Data entries:

# # # # # # #

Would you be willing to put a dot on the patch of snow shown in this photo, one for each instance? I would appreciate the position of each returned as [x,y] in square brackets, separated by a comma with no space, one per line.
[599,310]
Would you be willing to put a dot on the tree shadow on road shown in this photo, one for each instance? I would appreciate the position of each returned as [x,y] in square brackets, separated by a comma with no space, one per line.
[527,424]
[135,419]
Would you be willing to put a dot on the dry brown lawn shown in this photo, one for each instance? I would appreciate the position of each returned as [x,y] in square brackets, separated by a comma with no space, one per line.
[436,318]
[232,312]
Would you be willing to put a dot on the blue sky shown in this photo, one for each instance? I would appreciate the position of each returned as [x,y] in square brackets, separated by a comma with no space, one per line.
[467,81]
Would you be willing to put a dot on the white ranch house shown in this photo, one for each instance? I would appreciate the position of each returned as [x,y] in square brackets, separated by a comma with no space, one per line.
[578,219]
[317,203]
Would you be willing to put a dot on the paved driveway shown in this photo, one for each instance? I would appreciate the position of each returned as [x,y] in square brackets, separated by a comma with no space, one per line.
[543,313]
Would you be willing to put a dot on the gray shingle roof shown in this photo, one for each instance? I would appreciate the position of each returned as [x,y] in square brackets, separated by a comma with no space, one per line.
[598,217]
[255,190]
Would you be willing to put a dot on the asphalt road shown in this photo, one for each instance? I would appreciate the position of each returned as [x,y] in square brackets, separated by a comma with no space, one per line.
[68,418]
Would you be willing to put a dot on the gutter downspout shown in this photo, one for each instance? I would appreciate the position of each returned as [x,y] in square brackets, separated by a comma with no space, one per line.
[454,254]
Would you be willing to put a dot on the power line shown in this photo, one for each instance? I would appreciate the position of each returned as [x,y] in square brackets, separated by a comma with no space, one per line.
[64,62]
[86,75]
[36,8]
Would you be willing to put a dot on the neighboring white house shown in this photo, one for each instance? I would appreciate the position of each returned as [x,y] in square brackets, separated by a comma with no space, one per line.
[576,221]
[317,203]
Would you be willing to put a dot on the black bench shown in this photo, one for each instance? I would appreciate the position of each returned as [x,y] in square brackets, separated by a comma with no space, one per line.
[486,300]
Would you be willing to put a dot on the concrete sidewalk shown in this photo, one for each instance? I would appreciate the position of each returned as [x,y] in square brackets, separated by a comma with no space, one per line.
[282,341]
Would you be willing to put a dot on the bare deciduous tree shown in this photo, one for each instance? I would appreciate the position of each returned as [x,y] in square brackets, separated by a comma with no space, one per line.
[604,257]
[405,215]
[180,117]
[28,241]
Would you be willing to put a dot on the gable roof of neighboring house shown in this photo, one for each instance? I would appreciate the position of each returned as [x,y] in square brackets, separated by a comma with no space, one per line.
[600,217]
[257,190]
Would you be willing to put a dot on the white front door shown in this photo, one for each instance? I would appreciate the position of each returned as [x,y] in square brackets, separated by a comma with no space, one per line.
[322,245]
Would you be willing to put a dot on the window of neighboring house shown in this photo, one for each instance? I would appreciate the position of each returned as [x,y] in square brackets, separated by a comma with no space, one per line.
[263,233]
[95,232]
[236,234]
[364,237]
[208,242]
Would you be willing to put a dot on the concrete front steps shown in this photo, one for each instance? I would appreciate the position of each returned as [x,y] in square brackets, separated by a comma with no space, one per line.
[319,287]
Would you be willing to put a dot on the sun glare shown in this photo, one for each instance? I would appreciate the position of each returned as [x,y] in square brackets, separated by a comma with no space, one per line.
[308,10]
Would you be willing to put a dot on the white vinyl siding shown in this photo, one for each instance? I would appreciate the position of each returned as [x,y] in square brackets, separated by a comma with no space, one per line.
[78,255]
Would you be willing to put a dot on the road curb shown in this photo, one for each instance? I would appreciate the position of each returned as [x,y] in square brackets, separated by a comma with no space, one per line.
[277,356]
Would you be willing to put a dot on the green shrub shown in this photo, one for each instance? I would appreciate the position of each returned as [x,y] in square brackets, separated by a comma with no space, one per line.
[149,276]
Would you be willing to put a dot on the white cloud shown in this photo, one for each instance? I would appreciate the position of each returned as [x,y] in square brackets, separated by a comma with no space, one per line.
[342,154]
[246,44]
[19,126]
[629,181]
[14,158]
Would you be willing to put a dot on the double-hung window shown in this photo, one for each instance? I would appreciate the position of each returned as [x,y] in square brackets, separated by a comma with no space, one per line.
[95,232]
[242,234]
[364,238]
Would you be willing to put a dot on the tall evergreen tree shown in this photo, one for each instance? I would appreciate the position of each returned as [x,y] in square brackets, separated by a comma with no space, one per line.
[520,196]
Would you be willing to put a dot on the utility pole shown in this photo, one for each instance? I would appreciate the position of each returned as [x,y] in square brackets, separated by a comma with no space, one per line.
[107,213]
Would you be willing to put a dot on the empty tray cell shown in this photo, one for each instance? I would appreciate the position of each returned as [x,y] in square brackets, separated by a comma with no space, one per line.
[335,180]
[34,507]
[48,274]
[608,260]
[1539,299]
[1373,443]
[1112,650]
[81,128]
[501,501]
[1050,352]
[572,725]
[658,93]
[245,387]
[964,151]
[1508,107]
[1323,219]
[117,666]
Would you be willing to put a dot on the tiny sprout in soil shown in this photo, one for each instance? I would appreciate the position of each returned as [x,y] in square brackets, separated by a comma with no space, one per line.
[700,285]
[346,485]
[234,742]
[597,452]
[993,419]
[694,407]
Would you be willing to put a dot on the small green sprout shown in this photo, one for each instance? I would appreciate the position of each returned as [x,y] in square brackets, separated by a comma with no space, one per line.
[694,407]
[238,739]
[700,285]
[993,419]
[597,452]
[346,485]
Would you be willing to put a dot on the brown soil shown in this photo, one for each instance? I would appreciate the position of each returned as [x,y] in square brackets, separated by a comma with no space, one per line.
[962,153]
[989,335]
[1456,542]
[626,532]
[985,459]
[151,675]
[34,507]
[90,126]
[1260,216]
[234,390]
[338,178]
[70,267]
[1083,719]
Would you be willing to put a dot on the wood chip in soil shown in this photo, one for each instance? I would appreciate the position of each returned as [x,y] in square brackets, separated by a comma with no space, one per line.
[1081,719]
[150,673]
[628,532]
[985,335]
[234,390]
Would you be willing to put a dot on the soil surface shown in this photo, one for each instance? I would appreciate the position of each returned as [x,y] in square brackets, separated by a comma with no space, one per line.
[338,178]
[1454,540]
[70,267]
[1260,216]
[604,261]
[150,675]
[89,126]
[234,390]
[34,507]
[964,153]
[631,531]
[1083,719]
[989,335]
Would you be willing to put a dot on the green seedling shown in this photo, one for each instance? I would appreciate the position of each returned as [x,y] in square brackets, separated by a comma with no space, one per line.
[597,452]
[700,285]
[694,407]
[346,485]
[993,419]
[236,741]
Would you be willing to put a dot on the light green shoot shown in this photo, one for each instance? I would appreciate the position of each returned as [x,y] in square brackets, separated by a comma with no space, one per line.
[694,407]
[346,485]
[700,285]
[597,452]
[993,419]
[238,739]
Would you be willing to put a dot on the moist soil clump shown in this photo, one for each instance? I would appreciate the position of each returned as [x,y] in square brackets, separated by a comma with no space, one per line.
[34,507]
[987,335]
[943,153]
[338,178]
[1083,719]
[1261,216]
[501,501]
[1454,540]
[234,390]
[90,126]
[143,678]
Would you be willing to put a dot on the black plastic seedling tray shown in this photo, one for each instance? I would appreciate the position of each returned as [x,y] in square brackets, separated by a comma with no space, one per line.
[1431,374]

# # # # # # #

#### Your objective
Extract every record and return it verbatim.

#### The output
Would you be willing to put a dot on the patch of snow shown in this photo, one for each instance? I would appreciate the position of each returned as [x,y] in square brackets, separated by a comma with no space, one per line.
[599,310]
Would you be willing to put a dot on the tree shadow on road shown in this photo, one for each instance? I would appreciate the position of each returned as [x,y] in square brackets, separated by a comma with no space, one per line.
[527,424]
[135,419]
Would you be willing to put a dot on the dry brown lawn shown in this photo, one for each instance? I would appreciate the position of each returned as [x,y] in square brackets, separated by a comma with no space, one per line.
[436,318]
[232,312]
Would you be willing to put a dot on the blue sky shown in this photo, one for each instance? I would appreciate the position of each returned as [x,y] in square brackets, separated by a comma with no space, one per line.
[467,81]
Would you be willing to put a dot on the white ranch house shown in this photo, one for each instance? I would appreciate the position of each returned as [x,y] in square brackets, separated by a comma with no space, one per line.
[578,219]
[317,203]
Would you be willing to put a dot on the paved driveway shown in this photo, one for each instance? I would appreciate the position of each returned as [x,y] in square brackets, separated by a comma with no space, one per line.
[543,313]
Would you be willing to put a dot on the gray shingle roof shown in this photo, one for each instance? I would appreciate the position of each returned as [x,y] in square brackets, separated by a comma with no space, one per line.
[598,217]
[255,190]
Would you be willing to put a dot on the asphalt road shown in this photo, one for each instance? I would appreciate the position of each returned as [x,y] in square brackets, separated by a comma with no space, one per line.
[68,418]
Would you be willing to put a dot on the gutter downspout shown in this photo, one for each instance? I would appreciate the position of each returned as [x,y] in square brackets, separated by a comma with no space, one per line.
[454,254]
Would you be willing to put a dot on the power line shown in this photo, one for each instance? I would appreciate the position of each returned as [x,y] in square brackets, separated by a comma with no space, one per line.
[64,62]
[86,75]
[36,8]
Would you be willing to put a dot on the neighboring white house shown in this photo, one for each instance? I would appreciate the position of each returned as [x,y] in square brackets, separated by a comma with no space, one per line.
[576,221]
[317,203]
Would you be willing to put a dot on the black bench shown in this photo, one for each instance? I would appreciate the position of each returned as [x,y] in square brackets, separated by a comma with no space, one per line.
[486,300]
Would you be willing to put a dot on the concrete sidewalk shown in this photo, one for each instance? I would appreciate the position of each returned as [x,y] in square brackets, separated by a comma with no space, one per line.
[282,341]
Would you be willing to put a dot on the bare deciduous tree shown in this photo, one for each instance? I would appreciate the position of each returned as [x,y] in square brackets, separated by a comma with no space, one per line.
[604,257]
[405,215]
[180,117]
[28,241]
Would you be willing to put a dot on the gable roof of neighboring house shown in this photo, one for each instance? I would appreciate the position of each returned as [x,y] in square brackets, separated by a comma with no space, one per line.
[600,217]
[257,190]
Would you be willing to put a dot on the white front door shown in this photo, one for each instance? I would appreciate the position of each returned as [x,y] in square brackets, separated by a comma with no space, one per line.
[322,245]
Would you be willing to put a dot on the window of neighboring house shown in this photo, one for each instance? I would appreciate the position of each returned as [x,y] in square brackets, separated by a comma with no space, one per line.
[263,233]
[95,232]
[236,234]
[364,237]
[208,242]
Would you be willing to put a dot on the concrete front steps shown in this photo, one for each instance? I would appreciate the position of each returned as [x,y] in square brackets, separated by a comma with no space, one per line.
[319,287]
Would you be willing to put a dot on the sun glare shown in this photo, one for each instance? I would appreciate the position of each returned as [x,y] in square brackets, separated by a comma with no space, one per line.
[308,10]
Would you be willing to put a dot on the white vinyl siding shown in this photo, one for each instance? I would appreciate the position of each returned as [x,y] in square brackets, separated by a comma with no space, one per line.
[78,255]
Would you be willing to put a dot on the road curb shown in this photo, one for each instance? I would appreciate the position of each returned as [x,y] in square brackets, separated by a comma with no space, one per line.
[277,356]
Would you be willing to put a dot on the green shrub shown in this photo, one for each instance? I would appreciate the position of each returned as [x,y] in square brackets, separated by a comma with no space, one per line.
[149,276]
Would you be willing to put a dot on the white cloud shown in this photo, one for each instance? I would appreciate the position of each returned as [x,y] in square brackets, separated by a comma with no space, one per line.
[342,154]
[246,44]
[19,126]
[629,181]
[14,158]
Would you be willing to put a dot on the double-hung window shown in this photo, one for each instance? I would appreciate the position of each returned as [x,y] in square brackets, separated by a comma with no space, one per line.
[95,232]
[242,234]
[364,238]
Would you be willing to put a dot on the tall evergreen tree shown in this photo, one for each instance? I would appreciate the position of each returned as [x,y] in square brackets, separated by a comma with no space, one per line.
[520,196]
Would you be willing to put a dot on the utility pole shown in this photo, one for each instance? I would appreciate the position of each returned as [x,y] in square brackets, separated by a comma with no space, one per line.
[107,213]
Would you be willing to put a dot on the empty tray cell shown in this photo, one for each instance? I would appreciate the position of each returned as [x,y] in square brackets, separated by a comma with no space, one per line.
[335,180]
[34,507]
[48,274]
[608,260]
[1539,299]
[1373,443]
[1112,650]
[81,128]
[501,501]
[1050,352]
[572,725]
[658,93]
[245,387]
[964,151]
[1508,107]
[1323,219]
[117,666]
Would you be willing to put a dot on the tiny sprout in soil shown in this photo, one for each instance? I would appreciate the position of each returned as [x,y] in square brackets, separated by a comma with no space, one per line.
[700,285]
[346,485]
[234,742]
[597,452]
[993,419]
[694,407]
Would you be willing to put a dot on the small green sprout shown in this photo, one for each instance? I would appreciate the position of each returned as [x,y] in square brackets, separated by a comma with no space, one per line.
[694,407]
[238,739]
[700,285]
[993,419]
[597,452]
[346,485]
Would you be willing to put a dot on the brown soil shown in this photo, one for each instance? I would appreciate the position of each returned as [x,y] in square brackets, separated by a comma with no space, one per line.
[962,153]
[989,335]
[1456,542]
[626,532]
[985,459]
[151,675]
[34,507]
[90,126]
[1260,216]
[234,390]
[338,178]
[70,267]
[1083,719]
Would you be willing to put a dot on the wood chip in soil shown in this photo, one for each instance? I would appreciate the position of each returned as [x,y] in square brackets, separated by a comma with no space, one per line.
[1081,719]
[150,673]
[628,532]
[985,335]
[234,390]
Would you be willing to put a dot on the soil surface shown in this photo, one for each instance? I would appreciate the position of each returned as [x,y] in square brackets, separated by a comma with no space, one per line.
[338,178]
[1454,540]
[70,267]
[1260,216]
[604,261]
[150,675]
[89,126]
[234,390]
[34,507]
[964,153]
[631,531]
[1083,719]
[989,335]
Would you be willing to put a dot on the green seedling shown in this photo, one for each instance? I would appreciate the position of each returned as [x,y] in square brackets, separated by a comma with no space, one per line.
[597,452]
[700,285]
[694,407]
[346,485]
[993,419]
[236,741]
Would you be willing to put a dot on the light green shoot shown in this photo, one for each instance? I would appreciate the position of each returned as [x,y] in square brackets, separated by a comma with no space, one per line.
[694,407]
[346,485]
[700,285]
[597,452]
[993,419]
[238,739]
Would you be willing to put a dot on the moist soil clump shown in this photo, one for each instance? I would appreciate the position of each returned as [x,y] in square brackets, separated by a comma with no space, one per line.
[34,507]
[987,335]
[943,153]
[338,178]
[1083,719]
[1261,216]
[501,501]
[1454,540]
[234,390]
[90,126]
[143,678]
Would you be willing to put a dot on the black plastic seedling tray shown in this photo, one for each instance? I would appreciate the position of each returned as [x,y] in square brackets, separated by a comma with no space, one per line.
[1431,374]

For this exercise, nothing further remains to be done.